— Passage —

==============================

On Monday, the 4th, the "Levelland Thing" struck again near the
White Sands Proving Ground. James Stokes, a 20-year Navy veteran, and
an electronics engineer, had the engine of his new Mercury stopped as
"a brilliant, egg-shaped" object made a pass at the highway. As it
went over, Stokes said, "it felt like the radiation of a giant sun
lamp."
Stokes said there were ten other carloads of people stopped but if
this is true no one ever found out who they were.
The Air Force wrote off Stokes' story as, "Hoax, presumably
suggested by the Levelland, Texas, reports."
Maybe the Air Force didn't believe James Stokes but when the Coast
Guard Cutter _Seabago_ radioed in their report from the Gulf of
Mexico wheels began to turn--fast.
On Tuesday morning, the 5th, the _Seabago_ was about 200 miles south
of the mouth of the Mississippi River on a northerly heading. At
5:10A.M. her radar picked up a target off to the left at a distance
of about 14 miles. This was really nothing unusual because they were
under heavily traveled air lanes.
The early morning watch is always rough and as the small group of
officers and men in the Combat Information Center quietly watched the
target, with a noticeable lack of enthusiasm, it moved south, made a
turn, and headed back to the north again. A few of the men noticed
that the turn looked "a little different," but this early in the
morning they didn't give it much thought.
At 5:14 the target went off the scope to the north.

==============================

— Given entries —
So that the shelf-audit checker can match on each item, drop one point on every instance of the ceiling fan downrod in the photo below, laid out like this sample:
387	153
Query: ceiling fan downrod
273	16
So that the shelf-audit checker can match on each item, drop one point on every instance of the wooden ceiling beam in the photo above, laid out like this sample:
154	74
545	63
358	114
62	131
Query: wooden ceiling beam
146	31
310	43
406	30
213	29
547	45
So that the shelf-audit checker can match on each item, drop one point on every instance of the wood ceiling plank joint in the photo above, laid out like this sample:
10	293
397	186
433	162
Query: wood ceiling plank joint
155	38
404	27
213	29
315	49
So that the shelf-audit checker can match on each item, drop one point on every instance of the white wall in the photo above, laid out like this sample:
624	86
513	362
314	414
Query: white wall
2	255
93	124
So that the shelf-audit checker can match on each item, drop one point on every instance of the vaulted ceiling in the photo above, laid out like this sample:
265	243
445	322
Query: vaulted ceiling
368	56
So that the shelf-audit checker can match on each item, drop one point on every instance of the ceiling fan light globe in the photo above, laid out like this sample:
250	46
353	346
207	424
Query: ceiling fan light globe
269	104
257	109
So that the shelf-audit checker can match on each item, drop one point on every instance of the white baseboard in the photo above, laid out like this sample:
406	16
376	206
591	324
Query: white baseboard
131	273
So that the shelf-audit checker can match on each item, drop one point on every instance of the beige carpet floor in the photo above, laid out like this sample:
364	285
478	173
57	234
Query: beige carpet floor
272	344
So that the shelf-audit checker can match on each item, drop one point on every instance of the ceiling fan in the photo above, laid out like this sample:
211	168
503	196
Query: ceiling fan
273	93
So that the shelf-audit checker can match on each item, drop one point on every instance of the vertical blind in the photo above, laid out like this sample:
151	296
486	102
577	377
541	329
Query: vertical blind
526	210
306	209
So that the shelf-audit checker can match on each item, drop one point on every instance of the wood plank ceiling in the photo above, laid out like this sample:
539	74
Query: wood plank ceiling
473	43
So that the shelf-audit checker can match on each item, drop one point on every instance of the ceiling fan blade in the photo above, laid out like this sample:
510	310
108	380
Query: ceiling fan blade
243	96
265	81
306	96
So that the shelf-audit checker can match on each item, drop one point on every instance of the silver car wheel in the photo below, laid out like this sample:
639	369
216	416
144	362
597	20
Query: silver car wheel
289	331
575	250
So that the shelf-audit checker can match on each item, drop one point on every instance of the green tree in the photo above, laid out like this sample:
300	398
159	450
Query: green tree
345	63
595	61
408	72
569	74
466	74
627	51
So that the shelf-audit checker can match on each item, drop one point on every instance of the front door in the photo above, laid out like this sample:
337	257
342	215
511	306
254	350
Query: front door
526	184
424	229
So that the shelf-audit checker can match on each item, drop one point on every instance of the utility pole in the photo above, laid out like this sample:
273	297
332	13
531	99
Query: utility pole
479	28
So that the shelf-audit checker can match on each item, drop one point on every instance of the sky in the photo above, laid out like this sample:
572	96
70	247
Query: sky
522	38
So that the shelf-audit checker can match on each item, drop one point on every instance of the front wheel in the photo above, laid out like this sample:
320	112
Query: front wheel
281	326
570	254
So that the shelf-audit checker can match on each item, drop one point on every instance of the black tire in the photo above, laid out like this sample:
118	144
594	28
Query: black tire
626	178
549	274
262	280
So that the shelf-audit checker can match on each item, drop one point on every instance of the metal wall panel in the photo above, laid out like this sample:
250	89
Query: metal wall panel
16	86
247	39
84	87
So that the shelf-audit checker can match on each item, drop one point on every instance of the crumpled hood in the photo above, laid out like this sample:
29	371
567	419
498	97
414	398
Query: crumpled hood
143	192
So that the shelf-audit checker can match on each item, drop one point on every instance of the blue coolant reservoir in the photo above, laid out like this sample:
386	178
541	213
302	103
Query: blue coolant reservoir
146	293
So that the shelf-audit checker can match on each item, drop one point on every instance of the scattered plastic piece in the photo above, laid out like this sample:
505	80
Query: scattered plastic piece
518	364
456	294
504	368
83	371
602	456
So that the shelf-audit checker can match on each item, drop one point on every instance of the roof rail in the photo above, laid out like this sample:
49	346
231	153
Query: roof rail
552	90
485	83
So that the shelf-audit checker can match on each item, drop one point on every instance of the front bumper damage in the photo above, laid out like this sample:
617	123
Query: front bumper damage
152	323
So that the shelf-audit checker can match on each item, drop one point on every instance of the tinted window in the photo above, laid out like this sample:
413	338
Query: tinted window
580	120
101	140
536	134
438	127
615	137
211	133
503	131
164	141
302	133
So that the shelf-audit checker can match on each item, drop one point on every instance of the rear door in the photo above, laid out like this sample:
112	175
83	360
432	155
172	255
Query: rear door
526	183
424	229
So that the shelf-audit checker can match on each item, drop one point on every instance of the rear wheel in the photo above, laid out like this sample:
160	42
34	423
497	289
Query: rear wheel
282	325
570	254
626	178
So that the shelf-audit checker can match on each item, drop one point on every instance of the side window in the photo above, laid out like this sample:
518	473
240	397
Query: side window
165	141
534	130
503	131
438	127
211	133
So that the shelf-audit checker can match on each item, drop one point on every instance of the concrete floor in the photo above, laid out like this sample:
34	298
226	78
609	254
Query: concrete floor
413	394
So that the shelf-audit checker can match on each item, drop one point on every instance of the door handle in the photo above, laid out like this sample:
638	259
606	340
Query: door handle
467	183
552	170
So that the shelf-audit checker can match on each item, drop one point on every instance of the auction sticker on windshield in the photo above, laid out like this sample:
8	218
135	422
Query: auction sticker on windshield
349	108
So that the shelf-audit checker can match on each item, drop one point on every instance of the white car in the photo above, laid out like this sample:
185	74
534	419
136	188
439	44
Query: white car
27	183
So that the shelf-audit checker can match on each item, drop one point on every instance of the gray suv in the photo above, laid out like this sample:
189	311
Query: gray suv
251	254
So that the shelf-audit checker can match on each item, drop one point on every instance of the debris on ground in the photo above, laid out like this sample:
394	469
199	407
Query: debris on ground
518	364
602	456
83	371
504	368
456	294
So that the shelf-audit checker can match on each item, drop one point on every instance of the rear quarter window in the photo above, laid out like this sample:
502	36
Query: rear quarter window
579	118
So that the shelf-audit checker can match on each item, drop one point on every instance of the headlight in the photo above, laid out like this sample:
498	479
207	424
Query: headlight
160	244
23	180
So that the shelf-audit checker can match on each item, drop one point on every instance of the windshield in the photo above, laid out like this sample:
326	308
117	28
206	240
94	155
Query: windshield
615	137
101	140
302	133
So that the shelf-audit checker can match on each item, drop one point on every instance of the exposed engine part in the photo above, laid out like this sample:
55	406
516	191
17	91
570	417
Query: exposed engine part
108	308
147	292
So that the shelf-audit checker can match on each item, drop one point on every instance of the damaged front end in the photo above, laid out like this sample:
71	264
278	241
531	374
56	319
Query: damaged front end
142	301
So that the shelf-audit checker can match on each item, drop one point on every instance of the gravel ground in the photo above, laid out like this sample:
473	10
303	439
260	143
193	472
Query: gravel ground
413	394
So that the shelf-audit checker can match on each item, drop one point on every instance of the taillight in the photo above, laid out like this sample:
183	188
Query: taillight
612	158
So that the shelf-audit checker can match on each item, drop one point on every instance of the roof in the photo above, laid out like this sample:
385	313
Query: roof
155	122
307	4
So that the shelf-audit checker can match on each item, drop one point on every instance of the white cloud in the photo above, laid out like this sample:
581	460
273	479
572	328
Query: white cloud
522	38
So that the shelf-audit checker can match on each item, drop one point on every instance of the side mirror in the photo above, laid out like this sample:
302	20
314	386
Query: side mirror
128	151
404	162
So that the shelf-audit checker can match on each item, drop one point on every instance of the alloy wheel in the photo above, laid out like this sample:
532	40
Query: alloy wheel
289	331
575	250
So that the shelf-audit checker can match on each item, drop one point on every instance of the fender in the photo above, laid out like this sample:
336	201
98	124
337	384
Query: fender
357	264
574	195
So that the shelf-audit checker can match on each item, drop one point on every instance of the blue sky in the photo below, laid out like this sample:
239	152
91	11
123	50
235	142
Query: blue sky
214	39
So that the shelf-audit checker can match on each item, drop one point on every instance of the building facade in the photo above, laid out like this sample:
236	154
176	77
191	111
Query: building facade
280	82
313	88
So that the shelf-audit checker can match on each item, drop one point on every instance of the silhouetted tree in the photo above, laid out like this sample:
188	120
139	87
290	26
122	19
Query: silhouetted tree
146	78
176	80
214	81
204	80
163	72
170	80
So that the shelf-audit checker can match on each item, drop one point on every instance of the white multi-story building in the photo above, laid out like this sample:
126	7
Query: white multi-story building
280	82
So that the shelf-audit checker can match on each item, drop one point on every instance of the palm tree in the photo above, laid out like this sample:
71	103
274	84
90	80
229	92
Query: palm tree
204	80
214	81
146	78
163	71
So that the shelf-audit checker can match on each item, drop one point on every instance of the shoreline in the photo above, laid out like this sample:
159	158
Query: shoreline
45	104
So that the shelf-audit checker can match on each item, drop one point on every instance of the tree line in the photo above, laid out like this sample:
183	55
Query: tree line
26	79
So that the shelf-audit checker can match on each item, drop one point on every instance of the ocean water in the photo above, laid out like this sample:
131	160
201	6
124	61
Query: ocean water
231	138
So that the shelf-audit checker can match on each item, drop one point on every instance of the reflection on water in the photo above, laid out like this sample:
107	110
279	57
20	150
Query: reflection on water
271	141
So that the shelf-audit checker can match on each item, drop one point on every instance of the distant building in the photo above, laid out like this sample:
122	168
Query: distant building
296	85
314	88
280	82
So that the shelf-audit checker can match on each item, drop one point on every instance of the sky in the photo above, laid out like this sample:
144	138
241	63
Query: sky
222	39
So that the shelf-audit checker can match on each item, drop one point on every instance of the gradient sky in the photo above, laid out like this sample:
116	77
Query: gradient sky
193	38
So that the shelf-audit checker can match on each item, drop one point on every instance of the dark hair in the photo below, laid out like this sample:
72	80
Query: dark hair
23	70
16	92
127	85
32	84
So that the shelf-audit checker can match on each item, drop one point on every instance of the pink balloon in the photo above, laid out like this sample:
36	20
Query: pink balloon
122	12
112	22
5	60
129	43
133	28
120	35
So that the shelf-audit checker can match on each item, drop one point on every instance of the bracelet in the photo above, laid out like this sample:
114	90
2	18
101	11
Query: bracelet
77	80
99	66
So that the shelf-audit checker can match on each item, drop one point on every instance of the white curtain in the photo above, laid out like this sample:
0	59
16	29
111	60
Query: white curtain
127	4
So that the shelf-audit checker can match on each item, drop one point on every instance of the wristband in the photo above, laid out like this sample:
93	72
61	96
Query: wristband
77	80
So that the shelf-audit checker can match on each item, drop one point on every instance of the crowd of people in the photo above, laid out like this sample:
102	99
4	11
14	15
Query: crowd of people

==============================

— Required work —
A. List every geographic place named in the account of the "Levelland Thing" sightings.
B. Continue the account of the "Levelland Thing" sightings from where it stops.

— Responses by task —
A.
White Sands Proving Ground
Levelland, Texas
Gulf of Mexico
Mississippi River

B.
At 5:16 it was back and the lassitude was instantly gone. Now the
target was 22 miles _south_ of the ship. No one in the CIC had to
draw a picture. Something, in two minutes, had disappeared off the
scope to the north, made a big swing around the ship, out of radar
range, and had swung in from the south!
Word went up to the lookouts. They tensed up and began to scan the
sky.
The radar contacts continued.
This second contact, south of the ship, was held for two full
minutes as the target moved out from 22 to 55 miles. Then it faded.
At 5:20 the target was back but now it was _north_ of the ship
again, and it was hovering!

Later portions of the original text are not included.